Excerpted text.
────────────────────

The Prompt Isn't the Product

By
Sam Sweet
June 4, 2026
6 min

The Prompt Isn't the Product

Most teams I see building agents are spending their time on prompts and tools. That's where the obvious levers are, so it makes sense. Tweak the prompt, adjust a tool description, run it once, eyeball the result. Ship when it looks good.

The teams whose agents keep getting better are doing something different. They're investing in the feedback loop around the prompts and tools: tracing, eval, iteration. The prompt is where you start. The loop is where the compounding happens.

Why Agents Are Hard to Iterate On

Agents are non-deterministic by design. Same input, same prompt, same tools, ten different tool call sequences. Most of them work. A few are slow or expensive. One or two are subtly wrong in ways that pass a basic output check. You can't see any of that from a single run, and you can't fix it by reading one transcript.

Traditional software handles non-determinism by eliminating it. With agents, you can't, because the non-determinism is the feature. The model picking the path is the whole point.

So the job shifts. You're not trying to make the agent deterministic, you're trying to constrain the distribution of behaviors to the ones you'd actually ship. That starts with being able to see the distribution, which most teams cannot.

────────────────────

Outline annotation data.
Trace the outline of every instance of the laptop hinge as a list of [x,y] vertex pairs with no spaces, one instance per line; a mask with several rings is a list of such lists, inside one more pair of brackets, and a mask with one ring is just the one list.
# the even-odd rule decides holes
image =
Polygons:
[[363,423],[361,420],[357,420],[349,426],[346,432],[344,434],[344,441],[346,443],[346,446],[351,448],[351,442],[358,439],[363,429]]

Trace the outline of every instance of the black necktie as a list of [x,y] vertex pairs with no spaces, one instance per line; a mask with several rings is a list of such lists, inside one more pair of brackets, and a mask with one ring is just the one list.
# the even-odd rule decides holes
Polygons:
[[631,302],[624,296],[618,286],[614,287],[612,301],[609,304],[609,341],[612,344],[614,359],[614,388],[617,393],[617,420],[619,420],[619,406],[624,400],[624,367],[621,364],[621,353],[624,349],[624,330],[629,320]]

────────────────────

What this exercise asks.
A - Translate this sentence from the article on agent feedback loops into Spanish: "Traditional software handles non-determinism by eliminating it."
B - Please carry the article on agent feedback loops forward from the point where it stops, with a few more paragraphs in the same voice.

Results by task.
A - El software tradicional maneja el no determinismo eliminándolo.

B -
Tracing With OTel

The highest-leverage thing you can do is instrument the agent with OpenTelemetry. Every tool call, every model response, every retry. The GenAI semantic conventions are maturing, every major observability vendor supports them in some form, and the investment is in the spans, not the vendor.

What traces give you, in aggregate, is the shape of what your agent actually does. A few patterns worth looking for:

→ Tool call thrash. The same tool called repeatedly in a single trajectory. Usually a sign the model didn't trust the response or couldn't parse it.

→ Order inversions. The agent acts before it verifies, or writes before it reads. The prompt didn't make the dependency clear, or the tools should be combined.

→ Tool confusion. Two tools with overlapping descriptions getting picked roughly 50/50. This is a tool description problem, not a model problem. The model is doing its best with the menu it was given.

→ Wrong-tool-for-the-job patterns. Your agent reaches for the most general tool when a more specific one exists. A common version: an agent given both raw SQL and a semantic layer will sometimes write SQL when it should have called the semantic layer, and the SQL is plausible but subtly wrong. You only catch this by comparing trajectories across many runs.

None of these are visible in a single log. They show up when you aggregate.

Constraining the Distribution

A few levers help narrow agent behavior without trying to eliminate the randomness.

→ Structured outputs. If the final answer is free-form prose, you're stuck evaluating prose. If it's a JSON schema with required fields, half your eval becomes schema validation. Same idea works on intermediate steps: have the agent emit a plan in structured form before it acts, and you've created a checkpoint you can inspect.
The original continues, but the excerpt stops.